Return, unaltered, every line from the beginning of the material below up to and including the one with "Trace every instance".
§
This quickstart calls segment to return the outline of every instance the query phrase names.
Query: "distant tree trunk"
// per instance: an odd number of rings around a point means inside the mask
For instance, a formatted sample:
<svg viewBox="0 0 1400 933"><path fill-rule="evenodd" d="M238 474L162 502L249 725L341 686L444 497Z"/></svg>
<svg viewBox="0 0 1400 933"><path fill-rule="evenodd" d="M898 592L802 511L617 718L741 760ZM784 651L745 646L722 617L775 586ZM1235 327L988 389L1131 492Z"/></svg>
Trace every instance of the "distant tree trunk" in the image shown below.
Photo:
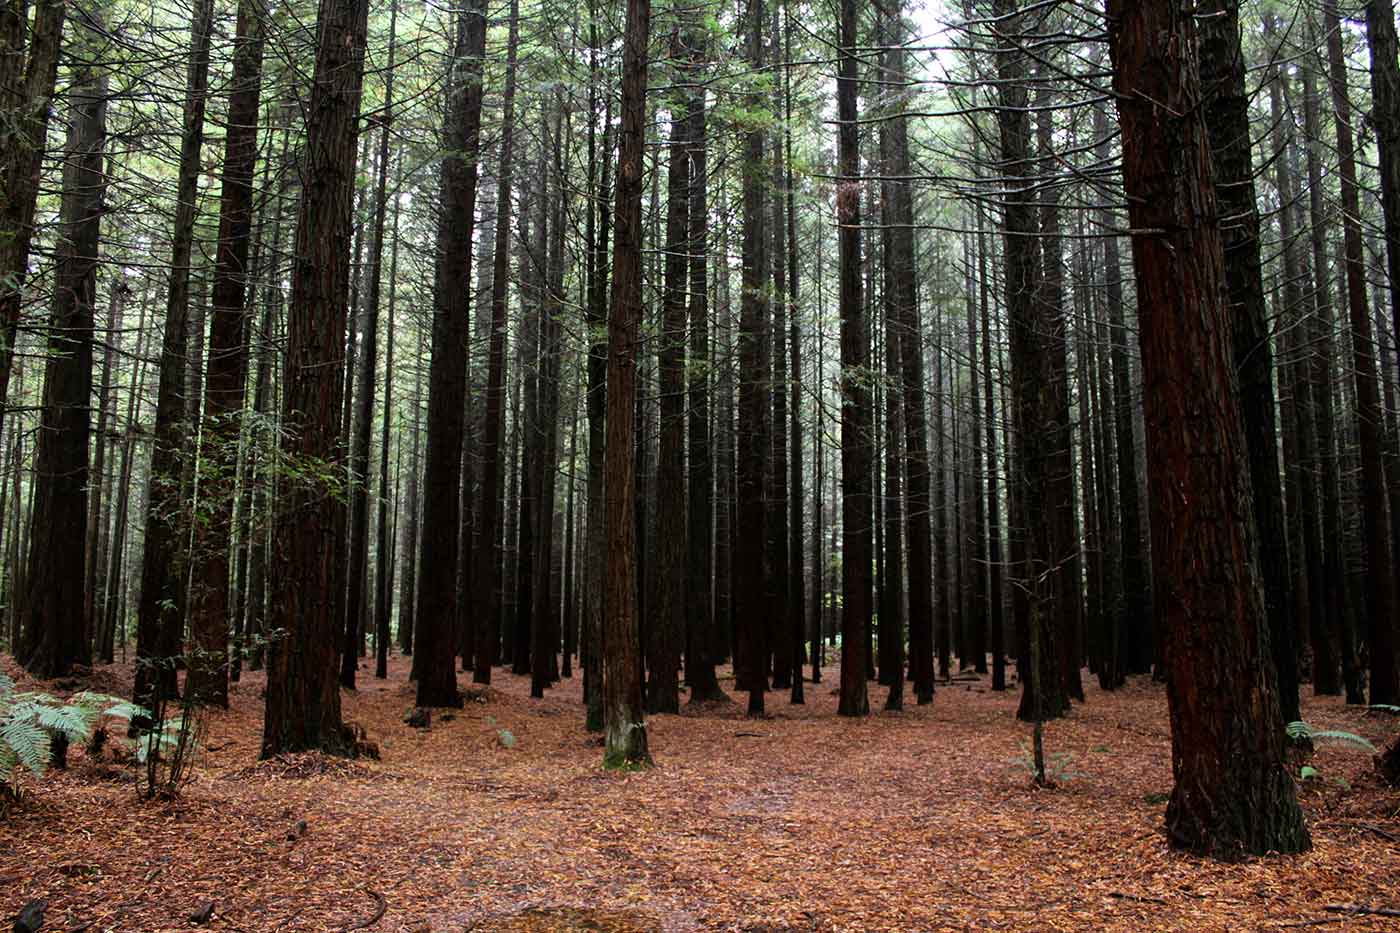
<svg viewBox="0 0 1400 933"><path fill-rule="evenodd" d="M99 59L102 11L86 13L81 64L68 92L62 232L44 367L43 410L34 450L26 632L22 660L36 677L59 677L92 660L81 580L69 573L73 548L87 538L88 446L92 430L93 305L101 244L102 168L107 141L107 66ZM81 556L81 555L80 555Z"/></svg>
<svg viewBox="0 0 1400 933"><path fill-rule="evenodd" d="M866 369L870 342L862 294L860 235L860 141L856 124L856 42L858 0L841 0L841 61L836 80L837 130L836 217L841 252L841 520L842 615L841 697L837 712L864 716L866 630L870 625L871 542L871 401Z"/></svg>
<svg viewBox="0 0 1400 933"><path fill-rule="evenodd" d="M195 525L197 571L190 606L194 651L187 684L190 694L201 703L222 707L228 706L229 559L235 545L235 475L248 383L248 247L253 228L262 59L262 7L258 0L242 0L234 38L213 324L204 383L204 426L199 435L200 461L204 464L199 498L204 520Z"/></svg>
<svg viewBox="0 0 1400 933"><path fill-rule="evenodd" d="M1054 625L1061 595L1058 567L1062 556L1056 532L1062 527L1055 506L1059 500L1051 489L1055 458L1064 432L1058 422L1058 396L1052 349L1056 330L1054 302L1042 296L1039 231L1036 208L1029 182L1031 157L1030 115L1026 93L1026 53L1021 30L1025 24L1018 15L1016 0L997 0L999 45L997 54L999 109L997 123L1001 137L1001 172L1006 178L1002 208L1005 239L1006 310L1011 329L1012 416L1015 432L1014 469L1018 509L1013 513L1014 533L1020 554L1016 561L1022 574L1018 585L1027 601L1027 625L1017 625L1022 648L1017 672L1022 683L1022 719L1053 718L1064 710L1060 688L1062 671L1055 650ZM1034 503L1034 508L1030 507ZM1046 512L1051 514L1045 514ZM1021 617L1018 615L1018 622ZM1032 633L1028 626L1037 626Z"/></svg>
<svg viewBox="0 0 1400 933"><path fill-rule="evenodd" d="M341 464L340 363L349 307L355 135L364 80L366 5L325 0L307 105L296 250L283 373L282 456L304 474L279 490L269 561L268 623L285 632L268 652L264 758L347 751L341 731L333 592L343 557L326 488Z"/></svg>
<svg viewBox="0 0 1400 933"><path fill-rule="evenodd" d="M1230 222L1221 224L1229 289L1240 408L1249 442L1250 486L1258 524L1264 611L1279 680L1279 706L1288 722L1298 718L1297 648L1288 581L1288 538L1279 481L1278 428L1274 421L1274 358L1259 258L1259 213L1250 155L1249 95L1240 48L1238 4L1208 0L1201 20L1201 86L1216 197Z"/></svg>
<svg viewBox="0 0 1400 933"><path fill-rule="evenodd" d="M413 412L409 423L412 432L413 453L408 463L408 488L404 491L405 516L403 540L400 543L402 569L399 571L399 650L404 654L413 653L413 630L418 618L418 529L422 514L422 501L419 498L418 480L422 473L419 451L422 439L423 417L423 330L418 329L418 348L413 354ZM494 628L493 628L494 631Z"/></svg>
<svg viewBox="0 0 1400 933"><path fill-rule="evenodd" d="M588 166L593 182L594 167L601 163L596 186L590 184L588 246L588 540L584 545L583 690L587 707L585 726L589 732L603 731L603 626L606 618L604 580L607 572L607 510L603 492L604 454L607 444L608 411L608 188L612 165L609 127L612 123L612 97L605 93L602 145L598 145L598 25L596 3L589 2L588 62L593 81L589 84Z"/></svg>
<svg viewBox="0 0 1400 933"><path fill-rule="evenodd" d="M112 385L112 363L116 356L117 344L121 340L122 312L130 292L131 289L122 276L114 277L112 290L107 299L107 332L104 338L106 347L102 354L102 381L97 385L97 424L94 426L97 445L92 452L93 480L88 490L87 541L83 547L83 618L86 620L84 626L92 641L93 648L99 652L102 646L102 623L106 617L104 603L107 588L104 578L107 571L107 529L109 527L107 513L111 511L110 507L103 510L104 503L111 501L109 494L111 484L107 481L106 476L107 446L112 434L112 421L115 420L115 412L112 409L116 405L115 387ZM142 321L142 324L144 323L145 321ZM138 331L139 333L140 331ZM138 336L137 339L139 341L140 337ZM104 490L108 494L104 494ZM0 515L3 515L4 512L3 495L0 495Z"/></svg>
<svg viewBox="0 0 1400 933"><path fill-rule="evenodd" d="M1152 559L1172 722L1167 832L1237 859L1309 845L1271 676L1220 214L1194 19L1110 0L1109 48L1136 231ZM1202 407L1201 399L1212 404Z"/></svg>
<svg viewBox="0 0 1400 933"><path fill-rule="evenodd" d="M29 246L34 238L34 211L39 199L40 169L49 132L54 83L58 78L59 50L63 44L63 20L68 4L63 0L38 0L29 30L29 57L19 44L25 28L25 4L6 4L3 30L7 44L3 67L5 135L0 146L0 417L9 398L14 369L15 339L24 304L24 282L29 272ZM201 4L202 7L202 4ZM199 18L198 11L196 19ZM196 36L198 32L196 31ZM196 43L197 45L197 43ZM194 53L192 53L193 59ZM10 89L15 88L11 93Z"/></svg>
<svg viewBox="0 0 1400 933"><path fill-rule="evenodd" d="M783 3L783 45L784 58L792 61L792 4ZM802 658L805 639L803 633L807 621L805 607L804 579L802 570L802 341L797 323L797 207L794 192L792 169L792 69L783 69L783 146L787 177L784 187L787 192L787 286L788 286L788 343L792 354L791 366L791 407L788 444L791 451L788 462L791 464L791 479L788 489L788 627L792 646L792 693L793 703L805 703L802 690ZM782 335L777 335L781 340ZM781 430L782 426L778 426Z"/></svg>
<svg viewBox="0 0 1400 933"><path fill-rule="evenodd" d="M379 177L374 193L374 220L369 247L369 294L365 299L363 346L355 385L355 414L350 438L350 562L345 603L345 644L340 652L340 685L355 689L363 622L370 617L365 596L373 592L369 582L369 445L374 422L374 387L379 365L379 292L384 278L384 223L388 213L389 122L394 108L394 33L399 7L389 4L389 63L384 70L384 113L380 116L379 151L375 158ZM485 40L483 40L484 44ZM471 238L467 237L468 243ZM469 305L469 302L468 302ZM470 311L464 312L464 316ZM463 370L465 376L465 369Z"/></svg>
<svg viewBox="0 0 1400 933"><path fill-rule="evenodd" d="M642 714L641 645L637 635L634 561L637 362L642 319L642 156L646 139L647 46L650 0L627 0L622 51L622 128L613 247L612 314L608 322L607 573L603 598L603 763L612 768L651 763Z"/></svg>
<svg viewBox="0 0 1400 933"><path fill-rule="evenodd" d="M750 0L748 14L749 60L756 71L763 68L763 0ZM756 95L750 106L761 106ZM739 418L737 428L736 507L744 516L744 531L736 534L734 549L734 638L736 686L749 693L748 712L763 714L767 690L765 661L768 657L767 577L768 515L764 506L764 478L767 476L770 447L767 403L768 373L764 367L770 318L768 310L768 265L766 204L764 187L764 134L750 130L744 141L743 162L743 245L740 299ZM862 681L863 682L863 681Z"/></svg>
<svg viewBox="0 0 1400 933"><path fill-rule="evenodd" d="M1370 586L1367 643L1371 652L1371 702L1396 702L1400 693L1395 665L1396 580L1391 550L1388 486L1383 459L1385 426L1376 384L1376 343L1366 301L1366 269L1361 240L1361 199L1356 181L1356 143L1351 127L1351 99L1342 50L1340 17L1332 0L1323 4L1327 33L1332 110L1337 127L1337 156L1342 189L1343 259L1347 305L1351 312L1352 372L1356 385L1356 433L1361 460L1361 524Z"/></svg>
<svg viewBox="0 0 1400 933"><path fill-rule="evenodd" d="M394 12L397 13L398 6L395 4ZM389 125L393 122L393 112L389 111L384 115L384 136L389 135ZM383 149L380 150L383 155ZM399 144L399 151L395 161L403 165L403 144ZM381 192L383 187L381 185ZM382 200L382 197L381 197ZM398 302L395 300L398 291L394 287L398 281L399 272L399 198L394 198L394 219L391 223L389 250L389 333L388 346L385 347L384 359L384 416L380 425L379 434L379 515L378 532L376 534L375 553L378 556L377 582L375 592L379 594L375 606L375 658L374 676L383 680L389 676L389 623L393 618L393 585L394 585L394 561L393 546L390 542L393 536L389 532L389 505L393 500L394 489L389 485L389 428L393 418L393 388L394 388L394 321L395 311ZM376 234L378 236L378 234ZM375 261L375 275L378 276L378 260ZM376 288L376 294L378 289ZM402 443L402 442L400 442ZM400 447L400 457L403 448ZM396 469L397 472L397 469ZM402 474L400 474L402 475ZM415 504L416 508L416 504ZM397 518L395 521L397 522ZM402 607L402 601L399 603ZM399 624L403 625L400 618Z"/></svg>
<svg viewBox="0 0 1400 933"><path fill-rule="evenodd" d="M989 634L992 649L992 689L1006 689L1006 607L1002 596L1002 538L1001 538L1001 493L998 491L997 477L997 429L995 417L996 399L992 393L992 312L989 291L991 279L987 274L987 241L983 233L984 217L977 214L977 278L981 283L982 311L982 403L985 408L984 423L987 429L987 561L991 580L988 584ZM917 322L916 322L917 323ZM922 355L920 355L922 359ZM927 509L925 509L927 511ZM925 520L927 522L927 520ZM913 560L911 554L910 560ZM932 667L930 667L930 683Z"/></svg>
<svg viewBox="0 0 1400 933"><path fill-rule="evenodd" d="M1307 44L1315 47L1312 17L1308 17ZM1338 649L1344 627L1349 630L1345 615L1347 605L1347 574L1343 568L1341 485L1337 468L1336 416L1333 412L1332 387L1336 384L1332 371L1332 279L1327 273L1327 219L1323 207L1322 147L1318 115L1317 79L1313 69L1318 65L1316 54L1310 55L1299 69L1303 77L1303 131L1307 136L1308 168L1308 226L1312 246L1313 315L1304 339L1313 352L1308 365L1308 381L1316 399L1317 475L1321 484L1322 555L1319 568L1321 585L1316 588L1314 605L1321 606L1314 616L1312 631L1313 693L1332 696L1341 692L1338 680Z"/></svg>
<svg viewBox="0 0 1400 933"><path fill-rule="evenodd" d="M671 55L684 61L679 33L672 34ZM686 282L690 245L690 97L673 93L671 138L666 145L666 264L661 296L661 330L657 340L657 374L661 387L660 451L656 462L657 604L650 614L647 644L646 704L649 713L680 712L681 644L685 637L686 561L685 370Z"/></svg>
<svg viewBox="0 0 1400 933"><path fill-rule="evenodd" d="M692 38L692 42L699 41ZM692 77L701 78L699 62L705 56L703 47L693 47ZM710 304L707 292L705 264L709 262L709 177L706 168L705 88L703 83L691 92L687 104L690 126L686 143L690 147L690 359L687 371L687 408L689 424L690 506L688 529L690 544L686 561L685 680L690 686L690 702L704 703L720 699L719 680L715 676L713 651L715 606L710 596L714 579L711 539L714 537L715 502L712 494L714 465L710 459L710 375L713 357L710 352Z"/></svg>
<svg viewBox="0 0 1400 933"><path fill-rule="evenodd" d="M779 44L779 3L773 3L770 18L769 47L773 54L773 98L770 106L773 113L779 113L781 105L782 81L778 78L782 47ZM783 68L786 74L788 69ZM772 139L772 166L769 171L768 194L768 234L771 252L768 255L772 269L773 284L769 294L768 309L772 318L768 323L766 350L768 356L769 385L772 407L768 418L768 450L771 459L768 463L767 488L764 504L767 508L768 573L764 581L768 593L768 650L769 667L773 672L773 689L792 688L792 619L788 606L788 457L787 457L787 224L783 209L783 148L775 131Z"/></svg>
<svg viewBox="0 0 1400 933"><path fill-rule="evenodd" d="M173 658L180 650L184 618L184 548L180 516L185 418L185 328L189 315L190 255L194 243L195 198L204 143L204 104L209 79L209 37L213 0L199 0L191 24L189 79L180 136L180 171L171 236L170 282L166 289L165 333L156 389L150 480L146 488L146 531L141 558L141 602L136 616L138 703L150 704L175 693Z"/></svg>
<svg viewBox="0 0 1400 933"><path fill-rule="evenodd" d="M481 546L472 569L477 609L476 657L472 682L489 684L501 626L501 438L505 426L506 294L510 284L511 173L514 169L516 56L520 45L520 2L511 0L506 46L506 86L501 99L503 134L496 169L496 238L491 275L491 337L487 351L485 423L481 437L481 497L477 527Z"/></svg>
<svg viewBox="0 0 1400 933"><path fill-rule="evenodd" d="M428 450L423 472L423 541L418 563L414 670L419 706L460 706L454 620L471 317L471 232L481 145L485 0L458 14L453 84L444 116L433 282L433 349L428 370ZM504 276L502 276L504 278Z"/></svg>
§
RESULT >>
This quickstart calls segment to return the outline of every instance the query phrase names.
Query: "distant tree trunk"
// per instance: an odd number of rings around a point means inside the mask
For instance, a formatted sample:
<svg viewBox="0 0 1400 933"><path fill-rule="evenodd" d="M238 474L162 502L249 725L341 686L444 497Z"/></svg>
<svg viewBox="0 0 1400 933"><path fill-rule="evenodd" d="M898 592L802 511L617 718L741 760ZM784 651L745 646L722 617L775 586ZM1235 327L988 389L1131 492Z"/></svg>
Trace every instance of the "distant tree trunk" in the image shown below.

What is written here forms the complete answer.